*Modo de resolución:* Prolonga el texto sobre la búsqueda de la verdad en uno mismo a partir de la última oración que aparece.

Buscar la verdad en uno mismo es difícil, encontrarla, casi imposible. Pocas verdades permanecen inamovibles y puras, ancladas a la carne en un rayo de inmortalidad; muchas se escapan polvoreadas tan de antaño en nebulosas que infunden de energía.
Palabras e imágenes van y vienen, como tantas de las personas que las proyectan. Pero a veces el impacto perdura largo y se planta y germina en los poros; es por eso que cuando vislumbro raíces parecidas asomando la lengua, comienzo a sudar y se me eriza el vello. Lo detesto.
Detesto ser una hoja garabateada en vez de en blanco con espacio para la sorpresa. El tipex no borra las estrías del pecho y una hoguera no sublima fantasmas cerebrales. Yo sola he de vivir así de “ilustrada”, carbonizada, fósil y no encuentro una segunda piel. Hasta en sueños pierdo el abrigo por despistarme con la obsesión que me persigue y hace sombra.

*Datos de referencia basados en imágenes:*
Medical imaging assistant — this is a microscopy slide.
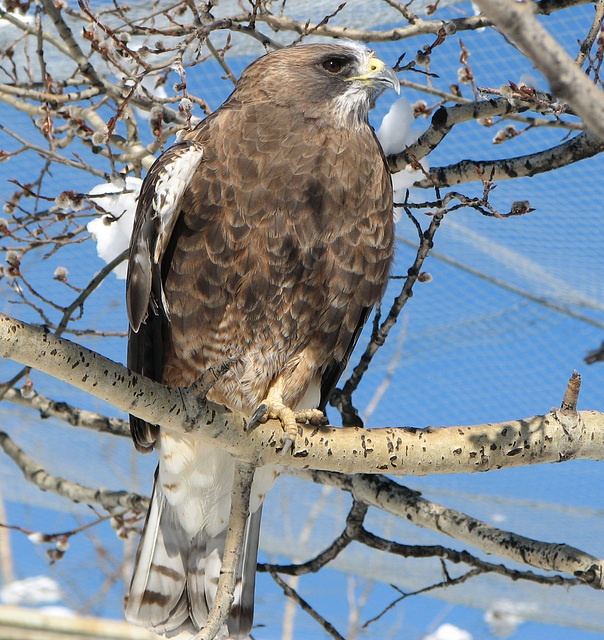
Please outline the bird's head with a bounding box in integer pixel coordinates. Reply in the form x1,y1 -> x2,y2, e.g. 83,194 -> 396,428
235,42 -> 400,126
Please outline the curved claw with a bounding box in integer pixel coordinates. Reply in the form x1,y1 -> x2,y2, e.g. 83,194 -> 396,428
245,402 -> 269,431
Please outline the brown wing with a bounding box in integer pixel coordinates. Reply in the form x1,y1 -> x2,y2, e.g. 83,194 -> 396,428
126,141 -> 203,453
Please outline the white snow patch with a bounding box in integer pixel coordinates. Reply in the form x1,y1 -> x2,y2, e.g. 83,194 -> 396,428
38,605 -> 78,618
0,576 -> 62,605
0,8 -> 34,29
484,600 -> 538,638
424,622 -> 472,640
87,176 -> 143,280
376,97 -> 429,215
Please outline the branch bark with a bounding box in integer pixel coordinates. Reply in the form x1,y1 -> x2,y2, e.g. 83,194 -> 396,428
0,315 -> 604,475
476,0 -> 604,140
294,471 -> 604,589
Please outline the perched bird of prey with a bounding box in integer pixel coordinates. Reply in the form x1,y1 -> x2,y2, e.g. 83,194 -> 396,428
126,43 -> 399,637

*Espacio de respuesta:*
Ningún garabato queda quieto, y los juegos de luces y sombras causan impacto sobre el gris y el negro. ¿Qué haré cuando el profundo negro me cubra por completo? ¿Cómo me pinto unas estrellas? ¿Me infiltrará alguien constelaciones en los cañones de las retinas?
Yo sola he de vivir en esta carne, pero en solitario no me ilustraré; necesito sumirme a las leyes más antiguas de la materia, y no sé si me bastará su soledad. Amo compartir, irradiar y absorver claroscuros, y por ahora sedente esbozo surcos sobre mis propios muslos. La verdad es que estoy yendo a la busca de mi verdad entre las piernas, allí donde nada perdura.